# Text passage
## start

The CO2 enters a pipeline, where it is transported for storage in a geological formation or utilized for value-added resource recovery. Formations where CO2 is injected are at least one kilometre underground, beneath several layers of non-permeable caprock. The formation may be a deep brine formation or a depleted oil and gas well, an underground coal seam, or an existing oil reservoir. Each formation will have undergone a detailed geological characterization. As with other similar industrial practices, companies model the expected behaviour of the CO2 and undertake surface and subsurface monitoring to verify that the CO2 is behaving as predicted.
It is important to recognize that in addition to the technological issues related to CCS, there are a variety of important socio-economic factors that must be taken into consideration, including public and stakeholder perspectives and financial and economic analysis, all of which can be as important to a project as the technical details.
Canada has built its leadership in CCS literally from the ground up. Recognizing that one can't import geology, Canada has based its leadership on the country's significant geological endowment. The western Canadian sedimentary basin, spanning the four western provinces, is truly a world-class location for CO2 storage. The same geological forces that have provided Canada with vast amounts of oil and natural gas and coal also provide value-added opportunities for using CO2 as well as for storing it in a safe and permanent manner. Our geological expertise around CO2 storage and other similar applications is sought out from around the world, with our experts collaborating with leading international organizations in advancing CCS technologies.

## end

Data items
## start

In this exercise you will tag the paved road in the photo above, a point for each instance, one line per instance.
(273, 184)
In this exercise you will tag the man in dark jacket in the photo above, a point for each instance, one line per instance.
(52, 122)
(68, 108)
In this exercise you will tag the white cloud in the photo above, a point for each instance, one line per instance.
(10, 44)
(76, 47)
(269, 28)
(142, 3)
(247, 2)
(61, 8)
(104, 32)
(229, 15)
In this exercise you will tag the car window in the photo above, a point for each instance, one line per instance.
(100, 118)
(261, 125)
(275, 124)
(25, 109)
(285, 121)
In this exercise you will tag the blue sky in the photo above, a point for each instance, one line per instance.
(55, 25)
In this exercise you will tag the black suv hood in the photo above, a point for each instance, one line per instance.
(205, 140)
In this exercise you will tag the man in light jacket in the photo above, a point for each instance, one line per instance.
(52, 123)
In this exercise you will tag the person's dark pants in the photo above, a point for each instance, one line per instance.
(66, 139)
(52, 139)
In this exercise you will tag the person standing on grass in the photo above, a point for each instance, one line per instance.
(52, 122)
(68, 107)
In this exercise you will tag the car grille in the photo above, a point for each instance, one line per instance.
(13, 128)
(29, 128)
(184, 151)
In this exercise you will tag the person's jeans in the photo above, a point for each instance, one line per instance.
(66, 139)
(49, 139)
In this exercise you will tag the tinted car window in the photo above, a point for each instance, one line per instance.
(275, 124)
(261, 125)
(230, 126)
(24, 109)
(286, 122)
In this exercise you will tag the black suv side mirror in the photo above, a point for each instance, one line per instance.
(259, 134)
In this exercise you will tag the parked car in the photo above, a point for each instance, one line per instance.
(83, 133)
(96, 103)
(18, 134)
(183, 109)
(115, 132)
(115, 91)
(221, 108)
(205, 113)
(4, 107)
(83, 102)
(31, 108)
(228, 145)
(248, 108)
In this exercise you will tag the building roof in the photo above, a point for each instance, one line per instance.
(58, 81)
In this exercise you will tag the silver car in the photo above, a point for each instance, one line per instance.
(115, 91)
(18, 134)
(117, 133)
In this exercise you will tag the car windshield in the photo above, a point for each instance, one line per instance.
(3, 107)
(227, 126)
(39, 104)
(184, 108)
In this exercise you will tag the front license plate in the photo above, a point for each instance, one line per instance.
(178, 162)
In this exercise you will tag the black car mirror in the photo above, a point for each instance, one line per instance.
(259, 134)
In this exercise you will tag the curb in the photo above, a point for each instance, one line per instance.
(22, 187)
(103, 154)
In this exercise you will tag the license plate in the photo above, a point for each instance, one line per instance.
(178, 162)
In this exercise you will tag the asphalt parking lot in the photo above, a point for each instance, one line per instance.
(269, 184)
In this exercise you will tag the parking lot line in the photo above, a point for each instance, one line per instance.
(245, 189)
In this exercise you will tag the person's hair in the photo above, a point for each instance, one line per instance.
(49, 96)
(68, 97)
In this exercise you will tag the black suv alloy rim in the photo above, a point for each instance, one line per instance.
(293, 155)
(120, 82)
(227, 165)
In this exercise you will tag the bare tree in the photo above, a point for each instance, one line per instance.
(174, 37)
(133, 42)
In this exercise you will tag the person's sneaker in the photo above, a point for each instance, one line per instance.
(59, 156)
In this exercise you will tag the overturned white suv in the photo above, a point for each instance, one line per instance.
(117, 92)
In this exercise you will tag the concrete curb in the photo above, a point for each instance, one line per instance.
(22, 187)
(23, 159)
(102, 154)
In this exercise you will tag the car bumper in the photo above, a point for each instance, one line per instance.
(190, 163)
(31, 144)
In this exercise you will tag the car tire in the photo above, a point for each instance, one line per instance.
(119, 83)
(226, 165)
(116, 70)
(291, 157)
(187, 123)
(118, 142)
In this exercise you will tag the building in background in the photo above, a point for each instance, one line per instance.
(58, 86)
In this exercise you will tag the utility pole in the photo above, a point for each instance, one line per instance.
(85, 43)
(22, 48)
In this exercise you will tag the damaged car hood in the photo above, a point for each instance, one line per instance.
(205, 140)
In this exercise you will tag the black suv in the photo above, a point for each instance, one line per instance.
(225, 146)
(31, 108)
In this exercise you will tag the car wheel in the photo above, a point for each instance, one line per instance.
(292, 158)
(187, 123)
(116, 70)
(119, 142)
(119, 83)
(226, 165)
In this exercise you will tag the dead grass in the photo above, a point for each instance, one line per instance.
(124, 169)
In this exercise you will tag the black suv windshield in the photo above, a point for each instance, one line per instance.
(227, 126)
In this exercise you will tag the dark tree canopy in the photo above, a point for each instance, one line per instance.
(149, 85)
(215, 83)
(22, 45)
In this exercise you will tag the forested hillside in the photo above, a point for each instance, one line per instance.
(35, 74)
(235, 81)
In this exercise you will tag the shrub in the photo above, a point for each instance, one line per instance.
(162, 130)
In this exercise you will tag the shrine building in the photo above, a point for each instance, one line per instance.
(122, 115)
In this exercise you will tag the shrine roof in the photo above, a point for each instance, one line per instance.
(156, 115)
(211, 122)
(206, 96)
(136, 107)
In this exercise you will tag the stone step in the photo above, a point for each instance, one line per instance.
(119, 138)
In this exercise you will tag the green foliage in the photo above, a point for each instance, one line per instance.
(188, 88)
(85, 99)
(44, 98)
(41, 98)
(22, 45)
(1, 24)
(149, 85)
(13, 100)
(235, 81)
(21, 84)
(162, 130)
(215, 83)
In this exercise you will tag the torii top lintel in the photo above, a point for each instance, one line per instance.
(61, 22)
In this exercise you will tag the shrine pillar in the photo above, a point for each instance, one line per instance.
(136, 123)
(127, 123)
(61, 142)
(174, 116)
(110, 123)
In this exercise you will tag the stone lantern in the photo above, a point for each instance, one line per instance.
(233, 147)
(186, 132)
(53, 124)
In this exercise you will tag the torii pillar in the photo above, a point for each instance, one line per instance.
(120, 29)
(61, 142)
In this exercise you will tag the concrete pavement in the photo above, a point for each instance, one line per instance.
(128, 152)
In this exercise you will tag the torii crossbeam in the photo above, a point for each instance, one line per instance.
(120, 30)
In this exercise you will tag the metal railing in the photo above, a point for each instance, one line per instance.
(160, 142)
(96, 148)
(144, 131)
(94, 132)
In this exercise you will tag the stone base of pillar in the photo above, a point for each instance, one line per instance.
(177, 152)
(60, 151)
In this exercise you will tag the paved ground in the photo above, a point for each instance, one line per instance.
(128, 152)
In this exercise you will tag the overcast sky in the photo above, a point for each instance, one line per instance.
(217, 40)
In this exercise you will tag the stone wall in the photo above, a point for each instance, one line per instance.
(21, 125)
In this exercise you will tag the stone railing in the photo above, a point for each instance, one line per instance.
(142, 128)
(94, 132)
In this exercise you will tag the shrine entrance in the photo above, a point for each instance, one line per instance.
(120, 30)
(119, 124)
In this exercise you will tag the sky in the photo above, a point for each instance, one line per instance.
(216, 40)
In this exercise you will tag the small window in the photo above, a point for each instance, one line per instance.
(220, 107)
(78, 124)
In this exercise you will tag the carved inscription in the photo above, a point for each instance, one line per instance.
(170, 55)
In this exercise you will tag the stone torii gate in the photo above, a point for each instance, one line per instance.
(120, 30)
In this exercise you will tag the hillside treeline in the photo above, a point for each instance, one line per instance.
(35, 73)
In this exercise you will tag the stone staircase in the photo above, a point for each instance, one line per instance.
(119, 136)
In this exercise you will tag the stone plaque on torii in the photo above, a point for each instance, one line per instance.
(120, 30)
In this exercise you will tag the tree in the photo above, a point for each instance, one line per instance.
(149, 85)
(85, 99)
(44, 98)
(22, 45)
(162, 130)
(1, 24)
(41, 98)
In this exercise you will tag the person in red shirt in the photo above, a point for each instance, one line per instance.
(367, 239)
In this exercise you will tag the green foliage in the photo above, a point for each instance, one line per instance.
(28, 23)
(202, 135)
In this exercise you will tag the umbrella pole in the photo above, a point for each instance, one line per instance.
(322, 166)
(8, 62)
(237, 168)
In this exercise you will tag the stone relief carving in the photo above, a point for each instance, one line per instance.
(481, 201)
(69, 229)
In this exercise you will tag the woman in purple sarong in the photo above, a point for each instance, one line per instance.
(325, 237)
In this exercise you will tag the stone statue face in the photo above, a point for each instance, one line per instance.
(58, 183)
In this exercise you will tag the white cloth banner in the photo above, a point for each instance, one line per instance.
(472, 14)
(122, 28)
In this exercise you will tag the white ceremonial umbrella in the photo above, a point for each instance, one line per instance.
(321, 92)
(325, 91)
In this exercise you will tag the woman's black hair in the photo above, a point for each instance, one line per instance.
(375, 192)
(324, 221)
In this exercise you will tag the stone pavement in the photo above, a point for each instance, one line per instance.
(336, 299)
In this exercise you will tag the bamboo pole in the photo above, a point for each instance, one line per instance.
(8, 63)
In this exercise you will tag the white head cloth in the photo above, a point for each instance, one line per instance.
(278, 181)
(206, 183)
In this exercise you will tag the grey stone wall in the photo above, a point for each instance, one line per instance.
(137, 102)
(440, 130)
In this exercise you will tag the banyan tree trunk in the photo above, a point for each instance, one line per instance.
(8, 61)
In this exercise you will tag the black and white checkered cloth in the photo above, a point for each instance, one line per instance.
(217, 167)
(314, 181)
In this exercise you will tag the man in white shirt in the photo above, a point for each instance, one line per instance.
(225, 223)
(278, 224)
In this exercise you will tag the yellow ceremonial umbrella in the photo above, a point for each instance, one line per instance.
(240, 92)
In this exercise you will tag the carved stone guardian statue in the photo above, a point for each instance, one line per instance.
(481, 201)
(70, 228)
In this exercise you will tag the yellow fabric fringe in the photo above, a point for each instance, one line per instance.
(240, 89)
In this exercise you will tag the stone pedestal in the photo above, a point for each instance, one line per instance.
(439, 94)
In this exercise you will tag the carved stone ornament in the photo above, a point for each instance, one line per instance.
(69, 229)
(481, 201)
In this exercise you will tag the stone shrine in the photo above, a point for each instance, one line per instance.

## end

# Instructions
- A) According to the passage on carbon capture and storage, how far underground are the formations where CO2 is injected?
- B) Write the next part of the passage on carbon capture and storage, picking up after its last sentence.
The listing is separate material, unrelated to the passage on carbon capture and storage.

# Per-task answers
- A) At least one kilometer underground.

- B)
Our leadership is also a reflection of the extensive regulatory framework that has been established to manage oil and gas development in Alberta. Because Alberta has had the foresight to develop regulatory expectations related to applications such as CO2 enhanced oil recovery and acid gas injection, the province has been able to move forward in a clear and logical manner in the regulation of future CCS projects. Alberta's CCS regulatory framework assessment process, which will soon be delivering recommendations back to government, is providing leadership to other jurisdictions from around the world that are now starting to advance their own CCS projects. As well, Alberta experts have made contributions to a new CCS standard recently developed through the Canadian Standards Association.
Alberta's leadership comes from the collaborative approach the province has taken in engaging industry, the academic sector, and government. This approach has been used by organizations such as Carbon Management Canada, which pulls together 27 research institutions from across Canada to pursue interdisciplinary research related to CCS.
Much of our focus is on key industry sectors, such as oil sands producers searching for carbon management solutions. While the costs of CCS technologies will be higher in the oil sands sector due to the dilute nature of much of its CO2 emissions, reducing capture costs will result in an acceleration of the deployment of CCS technology in this sector.
Where should we focus our efforts? With respect to CCS, the issue is not necessarily one of research but of accelerating commercial deployment of integrated CCS systems to reduce costs for greater economy of scale deployment. Globally this has been challenging, as the focus has been on integrating CCS into the coal-based power generation sector, a typically risk-averse sector. The situation is further complicated in North America, where low-cost natural gas resources have deferred investment in CCS demonstration projects.
Since 2008 there has been a global effort to acquire practical experience with CCS through commercial or near-commercial demonstrations. In Alberta, the Quest project at the Shell Scotford upgrader and the Alberta Carbon Trunk Line that will take CO2 from the proposed North West upgrader in Fort Saskatchewan are being closely watched. In Saskatchewan, the Weyburn CO2 EOR project has been a leading example of CO2 injection for over a decade, and the proposed aquastore project will allow for CO2 capture and storage associated with SaskPower’s coal-fired power generation facility at Boundary Dam.
CO2 capture costs remain significantly higher than costs of CO2 compliance. For example, while Alberta has a CO2 charge of $15 per tonne for CO2 emissions above regulated levels, the cost to implement CCS at an in situ oil sands project may be more than $150 per tonne of CO2. I put together a chart that's prepared by Alberta’s CCS Development Council, which shows the gap between CCS costs and the benefits of action, including avoided compliance costs and the sale of CO2 for value-added activities.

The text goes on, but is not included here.